>>>>

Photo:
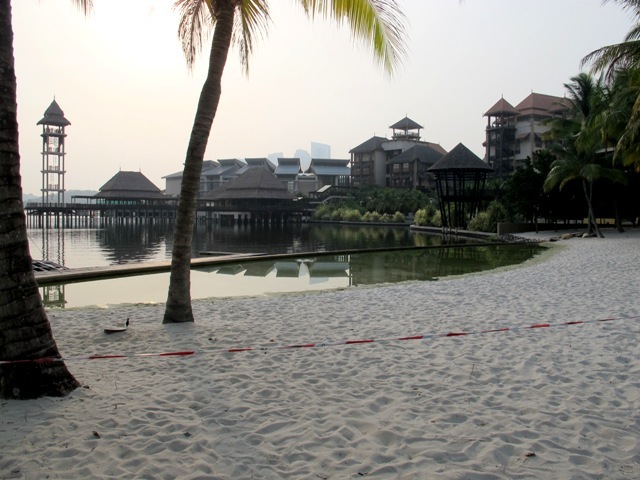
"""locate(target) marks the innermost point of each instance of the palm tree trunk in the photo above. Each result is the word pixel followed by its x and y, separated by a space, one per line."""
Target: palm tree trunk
pixel 25 332
pixel 178 307
pixel 591 218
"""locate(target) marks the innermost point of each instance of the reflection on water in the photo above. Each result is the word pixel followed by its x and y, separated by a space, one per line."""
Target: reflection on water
pixel 253 278
pixel 134 243
pixel 145 242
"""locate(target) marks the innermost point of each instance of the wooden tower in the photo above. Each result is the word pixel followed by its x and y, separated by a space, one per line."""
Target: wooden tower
pixel 53 154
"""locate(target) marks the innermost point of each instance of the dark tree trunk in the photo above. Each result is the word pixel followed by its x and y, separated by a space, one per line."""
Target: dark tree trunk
pixel 25 332
pixel 591 218
pixel 178 308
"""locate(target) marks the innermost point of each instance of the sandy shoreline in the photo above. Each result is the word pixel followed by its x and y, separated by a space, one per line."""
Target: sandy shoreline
pixel 555 403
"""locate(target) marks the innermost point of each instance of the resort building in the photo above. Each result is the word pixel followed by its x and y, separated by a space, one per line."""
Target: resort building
pixel 53 154
pixel 173 181
pixel 224 171
pixel 125 186
pixel 254 196
pixel 514 133
pixel 372 161
pixel 216 173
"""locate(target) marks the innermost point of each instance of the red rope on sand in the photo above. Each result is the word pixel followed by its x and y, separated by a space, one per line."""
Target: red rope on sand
pixel 185 353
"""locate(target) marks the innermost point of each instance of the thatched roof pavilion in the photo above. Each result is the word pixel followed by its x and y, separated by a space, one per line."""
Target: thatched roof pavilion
pixel 128 186
pixel 460 179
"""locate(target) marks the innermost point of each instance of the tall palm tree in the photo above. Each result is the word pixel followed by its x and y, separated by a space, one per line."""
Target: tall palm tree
pixel 580 145
pixel 623 59
pixel 377 22
pixel 25 332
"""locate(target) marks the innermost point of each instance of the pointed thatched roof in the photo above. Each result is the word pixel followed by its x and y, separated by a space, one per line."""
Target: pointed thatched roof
pixel 371 145
pixel 406 124
pixel 460 158
pixel 255 183
pixel 54 116
pixel 422 153
pixel 501 107
pixel 129 185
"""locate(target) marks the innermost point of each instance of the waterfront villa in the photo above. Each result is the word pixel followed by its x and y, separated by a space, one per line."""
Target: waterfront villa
pixel 379 161
pixel 514 133
pixel 255 196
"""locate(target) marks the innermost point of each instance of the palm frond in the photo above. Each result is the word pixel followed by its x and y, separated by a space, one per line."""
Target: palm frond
pixel 379 23
pixel 196 20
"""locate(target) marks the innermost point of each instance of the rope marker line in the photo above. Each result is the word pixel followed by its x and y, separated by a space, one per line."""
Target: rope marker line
pixel 431 336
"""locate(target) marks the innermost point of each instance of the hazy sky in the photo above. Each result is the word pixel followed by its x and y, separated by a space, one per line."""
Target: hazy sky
pixel 120 77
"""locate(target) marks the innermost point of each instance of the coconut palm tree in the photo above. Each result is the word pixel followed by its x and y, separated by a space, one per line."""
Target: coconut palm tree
pixel 580 146
pixel 623 60
pixel 376 22
pixel 25 332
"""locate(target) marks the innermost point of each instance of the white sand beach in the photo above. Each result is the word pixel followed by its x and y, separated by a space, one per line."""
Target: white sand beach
pixel 549 403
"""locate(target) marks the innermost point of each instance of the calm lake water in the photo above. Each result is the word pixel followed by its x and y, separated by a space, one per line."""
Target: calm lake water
pixel 135 243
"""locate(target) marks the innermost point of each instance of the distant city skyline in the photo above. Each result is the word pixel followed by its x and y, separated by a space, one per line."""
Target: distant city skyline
pixel 131 100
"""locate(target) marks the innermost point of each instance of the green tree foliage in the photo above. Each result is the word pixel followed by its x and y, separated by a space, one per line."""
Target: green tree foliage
pixel 377 23
pixel 620 64
pixel 487 221
pixel 580 147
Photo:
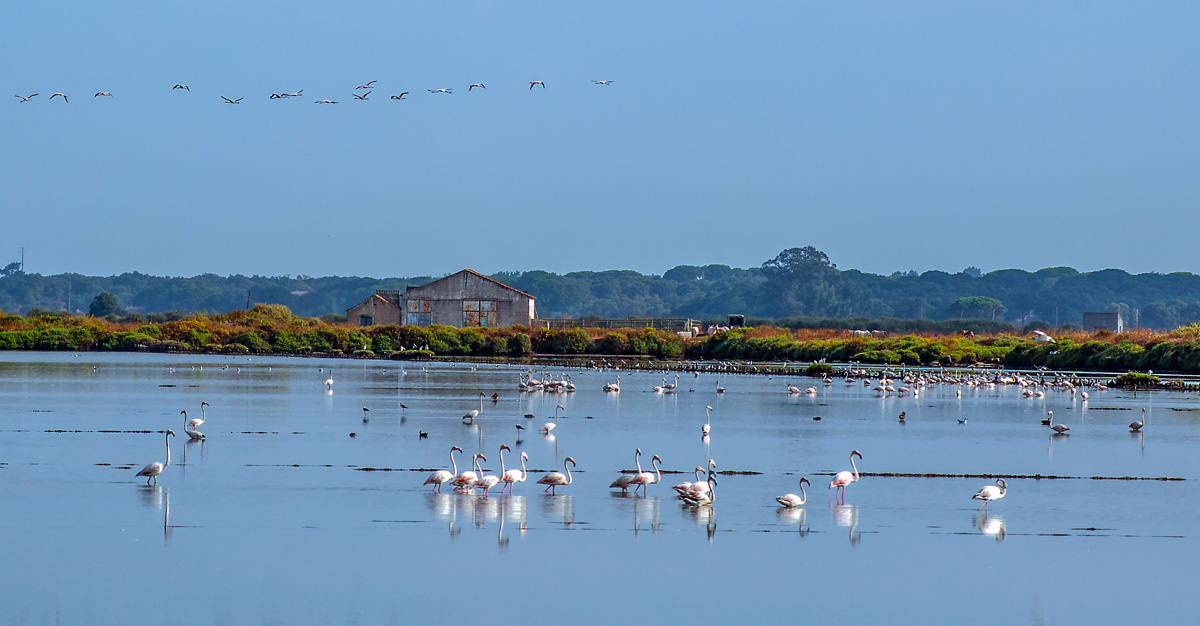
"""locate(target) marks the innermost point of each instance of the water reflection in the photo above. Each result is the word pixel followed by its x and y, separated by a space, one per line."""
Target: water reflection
pixel 793 517
pixel 846 516
pixel 991 525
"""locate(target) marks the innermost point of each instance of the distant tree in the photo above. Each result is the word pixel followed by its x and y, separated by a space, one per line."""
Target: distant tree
pixel 103 305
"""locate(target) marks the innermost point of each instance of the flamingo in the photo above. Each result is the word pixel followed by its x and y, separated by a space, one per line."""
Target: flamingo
pixel 465 481
pixel 682 488
pixel 1137 426
pixel 154 469
pixel 845 477
pixel 991 493
pixel 556 479
pixel 193 433
pixel 514 476
pixel 491 480
pixel 441 477
pixel 627 480
pixel 792 500
pixel 550 426
pixel 472 414
pixel 645 479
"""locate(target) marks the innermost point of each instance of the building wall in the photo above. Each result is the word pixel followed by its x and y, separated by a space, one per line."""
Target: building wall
pixel 467 299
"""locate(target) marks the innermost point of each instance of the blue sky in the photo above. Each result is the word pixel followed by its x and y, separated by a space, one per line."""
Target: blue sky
pixel 892 136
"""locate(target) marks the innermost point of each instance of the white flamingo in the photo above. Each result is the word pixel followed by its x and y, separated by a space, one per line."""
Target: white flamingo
pixel 154 469
pixel 556 479
pixel 991 493
pixel 845 477
pixel 625 481
pixel 645 479
pixel 792 500
pixel 550 426
pixel 441 477
pixel 514 476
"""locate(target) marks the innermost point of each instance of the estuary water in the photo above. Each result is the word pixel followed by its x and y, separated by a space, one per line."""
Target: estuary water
pixel 280 516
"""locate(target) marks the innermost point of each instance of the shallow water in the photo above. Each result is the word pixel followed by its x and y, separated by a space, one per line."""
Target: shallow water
pixel 273 521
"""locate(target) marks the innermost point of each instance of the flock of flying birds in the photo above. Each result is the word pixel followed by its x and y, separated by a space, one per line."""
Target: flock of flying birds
pixel 364 95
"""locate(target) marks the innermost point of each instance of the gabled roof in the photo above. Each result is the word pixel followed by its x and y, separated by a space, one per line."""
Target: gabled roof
pixel 473 272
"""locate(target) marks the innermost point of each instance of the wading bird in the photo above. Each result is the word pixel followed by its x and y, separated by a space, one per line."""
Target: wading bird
pixel 845 477
pixel 441 477
pixel 792 500
pixel 991 493
pixel 153 470
pixel 556 479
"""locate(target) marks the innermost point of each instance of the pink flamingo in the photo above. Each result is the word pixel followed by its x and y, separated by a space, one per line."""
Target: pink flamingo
pixel 441 477
pixel 845 477
pixel 556 479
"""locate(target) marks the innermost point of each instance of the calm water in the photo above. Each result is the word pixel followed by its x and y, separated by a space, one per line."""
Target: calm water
pixel 270 521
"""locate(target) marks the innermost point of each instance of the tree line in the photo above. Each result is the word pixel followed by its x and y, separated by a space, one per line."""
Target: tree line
pixel 793 288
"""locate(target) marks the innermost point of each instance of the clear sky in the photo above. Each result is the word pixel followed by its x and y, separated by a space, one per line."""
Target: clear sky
pixel 892 136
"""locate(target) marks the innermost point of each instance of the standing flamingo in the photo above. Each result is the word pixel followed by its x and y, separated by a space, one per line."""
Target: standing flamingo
pixel 193 433
pixel 550 426
pixel 645 477
pixel 441 477
pixel 845 477
pixel 792 500
pixel 556 479
pixel 991 493
pixel 1137 426
pixel 472 414
pixel 514 476
pixel 627 480
pixel 154 469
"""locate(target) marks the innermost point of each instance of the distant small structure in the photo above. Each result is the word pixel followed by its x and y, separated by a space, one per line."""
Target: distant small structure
pixel 383 307
pixel 1109 321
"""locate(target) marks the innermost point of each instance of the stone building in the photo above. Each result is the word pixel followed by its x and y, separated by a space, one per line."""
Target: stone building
pixel 467 299
pixel 383 307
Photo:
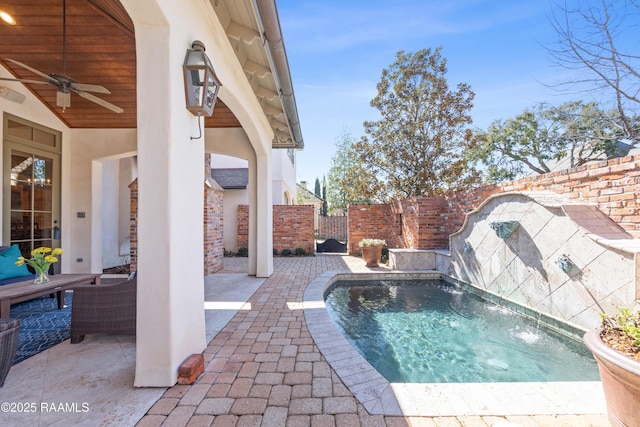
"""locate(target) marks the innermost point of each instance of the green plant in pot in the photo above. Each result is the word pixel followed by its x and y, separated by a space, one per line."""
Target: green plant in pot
pixel 616 348
pixel 372 251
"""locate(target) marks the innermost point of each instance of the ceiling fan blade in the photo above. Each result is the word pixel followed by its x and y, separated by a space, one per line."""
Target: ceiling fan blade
pixel 90 88
pixel 99 101
pixel 33 70
pixel 35 82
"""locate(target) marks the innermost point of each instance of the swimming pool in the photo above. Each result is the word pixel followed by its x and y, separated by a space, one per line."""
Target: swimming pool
pixel 431 331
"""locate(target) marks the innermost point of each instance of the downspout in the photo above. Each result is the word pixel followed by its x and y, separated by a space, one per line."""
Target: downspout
pixel 270 28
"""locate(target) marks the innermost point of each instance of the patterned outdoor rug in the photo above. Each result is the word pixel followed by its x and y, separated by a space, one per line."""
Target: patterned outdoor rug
pixel 42 325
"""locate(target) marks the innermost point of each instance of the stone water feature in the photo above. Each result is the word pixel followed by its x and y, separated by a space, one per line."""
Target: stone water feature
pixel 567 260
pixel 542 251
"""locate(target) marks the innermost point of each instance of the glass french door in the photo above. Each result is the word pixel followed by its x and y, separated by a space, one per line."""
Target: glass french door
pixel 31 188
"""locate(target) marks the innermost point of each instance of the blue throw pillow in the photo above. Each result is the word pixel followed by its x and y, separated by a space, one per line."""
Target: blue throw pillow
pixel 8 267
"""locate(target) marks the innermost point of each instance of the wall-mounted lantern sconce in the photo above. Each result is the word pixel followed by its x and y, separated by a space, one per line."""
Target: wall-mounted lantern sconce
pixel 564 263
pixel 201 84
pixel 504 229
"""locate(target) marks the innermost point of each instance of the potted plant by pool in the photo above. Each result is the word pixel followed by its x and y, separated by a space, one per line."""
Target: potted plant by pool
pixel 372 251
pixel 616 348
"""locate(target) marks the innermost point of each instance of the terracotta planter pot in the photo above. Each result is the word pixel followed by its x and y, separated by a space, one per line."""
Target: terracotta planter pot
pixel 620 377
pixel 372 255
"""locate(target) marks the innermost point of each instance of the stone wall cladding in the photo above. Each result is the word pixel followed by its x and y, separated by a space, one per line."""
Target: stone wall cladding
pixel 613 186
pixel 293 227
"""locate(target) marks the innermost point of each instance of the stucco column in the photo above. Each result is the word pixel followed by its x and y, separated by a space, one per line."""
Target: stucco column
pixel 260 216
pixel 264 223
pixel 170 312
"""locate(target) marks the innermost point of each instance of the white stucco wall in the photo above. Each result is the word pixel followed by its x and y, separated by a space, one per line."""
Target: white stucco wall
pixel 96 188
pixel 284 178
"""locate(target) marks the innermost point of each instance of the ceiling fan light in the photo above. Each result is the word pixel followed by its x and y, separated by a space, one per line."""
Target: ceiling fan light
pixel 6 17
pixel 63 99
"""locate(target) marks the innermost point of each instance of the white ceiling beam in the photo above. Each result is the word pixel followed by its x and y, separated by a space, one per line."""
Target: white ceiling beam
pixel 242 33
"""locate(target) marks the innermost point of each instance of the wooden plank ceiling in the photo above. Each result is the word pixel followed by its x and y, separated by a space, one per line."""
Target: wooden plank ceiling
pixel 100 50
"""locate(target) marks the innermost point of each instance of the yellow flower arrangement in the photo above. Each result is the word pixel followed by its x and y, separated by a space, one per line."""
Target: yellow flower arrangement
pixel 41 259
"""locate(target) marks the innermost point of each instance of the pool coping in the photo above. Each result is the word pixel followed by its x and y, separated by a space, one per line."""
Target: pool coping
pixel 381 397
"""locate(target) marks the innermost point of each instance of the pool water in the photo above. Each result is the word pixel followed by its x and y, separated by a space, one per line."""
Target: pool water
pixel 433 332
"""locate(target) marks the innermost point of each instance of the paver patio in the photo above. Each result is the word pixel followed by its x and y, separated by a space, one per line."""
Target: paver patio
pixel 263 368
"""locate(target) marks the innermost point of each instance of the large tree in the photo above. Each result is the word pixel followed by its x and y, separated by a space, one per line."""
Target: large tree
pixel 417 146
pixel 598 41
pixel 537 138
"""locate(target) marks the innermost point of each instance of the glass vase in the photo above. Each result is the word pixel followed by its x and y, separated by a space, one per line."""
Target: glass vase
pixel 41 277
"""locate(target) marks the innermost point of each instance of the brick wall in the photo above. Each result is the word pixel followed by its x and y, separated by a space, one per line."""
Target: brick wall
pixel 243 226
pixel 426 222
pixel 213 250
pixel 213 224
pixel 370 222
pixel 334 227
pixel 293 227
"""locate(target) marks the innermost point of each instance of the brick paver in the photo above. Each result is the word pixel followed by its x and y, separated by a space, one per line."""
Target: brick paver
pixel 263 368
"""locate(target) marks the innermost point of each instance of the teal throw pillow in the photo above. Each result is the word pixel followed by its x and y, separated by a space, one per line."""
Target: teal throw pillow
pixel 8 267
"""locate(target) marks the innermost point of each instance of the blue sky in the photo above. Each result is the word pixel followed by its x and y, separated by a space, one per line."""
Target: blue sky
pixel 338 48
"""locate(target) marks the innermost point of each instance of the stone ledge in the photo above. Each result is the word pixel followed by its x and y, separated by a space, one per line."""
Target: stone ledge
pixel 412 259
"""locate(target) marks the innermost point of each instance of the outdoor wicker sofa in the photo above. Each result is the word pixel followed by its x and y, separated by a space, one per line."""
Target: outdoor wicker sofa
pixel 104 308
pixel 9 329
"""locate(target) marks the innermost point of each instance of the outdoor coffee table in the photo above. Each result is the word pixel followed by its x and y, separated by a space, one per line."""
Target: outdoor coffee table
pixel 27 290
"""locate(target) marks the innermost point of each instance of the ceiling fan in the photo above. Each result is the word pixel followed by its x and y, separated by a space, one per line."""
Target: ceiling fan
pixel 63 82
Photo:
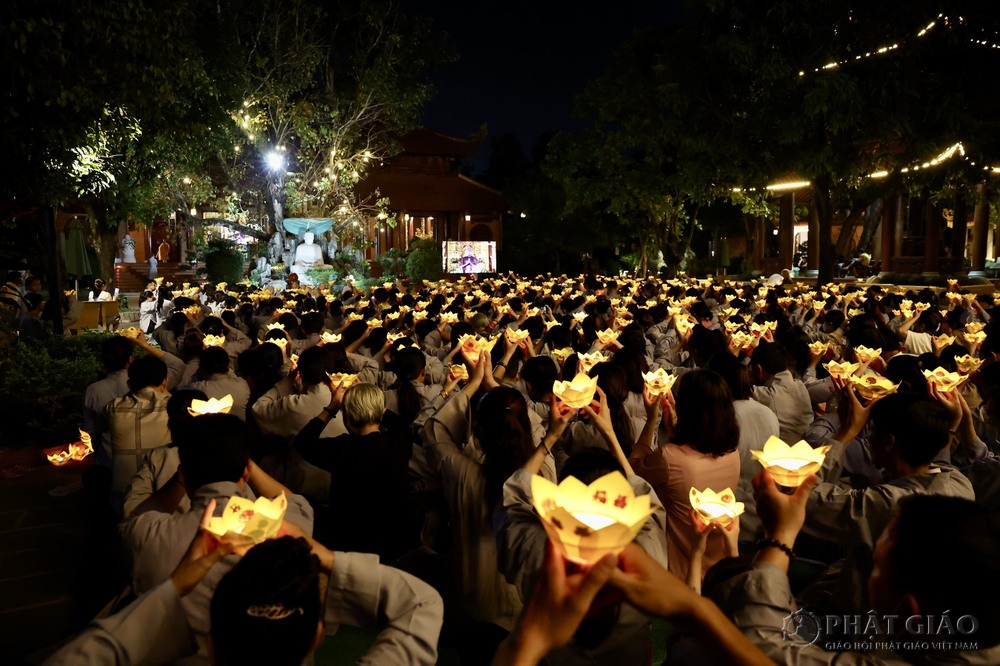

<<<<

Turn the listing into a Markdown table with the columns Row and Line, starting at its first line and ending after the line containing "pixel 145 242", numbering each line and skipping blank ones. Leave the pictures out.

Response to this exercise
| Row | Line |
|---|---|
| 1 | Photo: |
| 2 | """locate(target) marks the innermost point of each instance of the palm tree trunk in the photo above. Each result is the word pixel followed by its x and y, separated by a space, one per line.""" |
| 3 | Target: palm tree trunk |
| 4 | pixel 25 332 |
| 5 | pixel 178 307 |
| 6 | pixel 591 218 |
| 7 | """locate(target) marks the innermost point of each instance of the reflection on water in the photo above. Each result is the word pixel followed by its x and y, separated by a space, one per line.""" |
| 8 | Target: reflection on water |
| 9 | pixel 253 278 |
| 10 | pixel 134 243 |
| 11 | pixel 145 242 |